YOUR INSTRUCTIONS: Every line from the line containing "Target: night sky" through the final line of the data is to be printed exactly; no other line is to appear.

RECORDS TO PROCESS:
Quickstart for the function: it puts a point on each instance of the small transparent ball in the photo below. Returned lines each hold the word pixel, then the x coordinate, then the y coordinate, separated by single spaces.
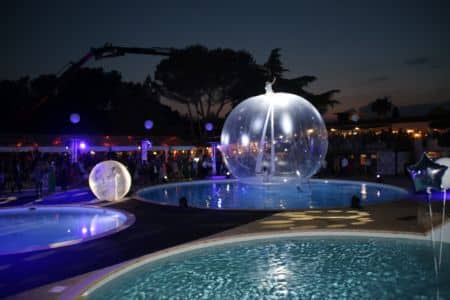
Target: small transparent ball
pixel 74 118
pixel 286 122
pixel 110 180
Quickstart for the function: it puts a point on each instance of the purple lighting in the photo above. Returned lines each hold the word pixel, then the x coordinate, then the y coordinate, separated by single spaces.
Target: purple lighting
pixel 209 126
pixel 148 124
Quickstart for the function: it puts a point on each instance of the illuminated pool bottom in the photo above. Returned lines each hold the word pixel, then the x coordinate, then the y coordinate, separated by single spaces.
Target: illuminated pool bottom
pixel 43 227
pixel 321 267
pixel 232 194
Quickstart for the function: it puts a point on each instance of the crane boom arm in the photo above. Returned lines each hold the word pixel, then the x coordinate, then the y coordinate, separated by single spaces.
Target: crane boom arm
pixel 108 51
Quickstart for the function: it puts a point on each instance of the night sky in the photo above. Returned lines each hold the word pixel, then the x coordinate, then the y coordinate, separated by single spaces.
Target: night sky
pixel 368 49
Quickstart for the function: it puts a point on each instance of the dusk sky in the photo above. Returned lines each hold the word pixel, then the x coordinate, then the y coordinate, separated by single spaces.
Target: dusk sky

RESPONSE AREA:
Target: night sky
pixel 368 49
Quickstart for the function: it puts a point on each instance of the dusk sky in the photo above. Returned lines each hold the word pixel, then the x coordinate, then the y coordinate, separated by single spaces.
Target: dusk sky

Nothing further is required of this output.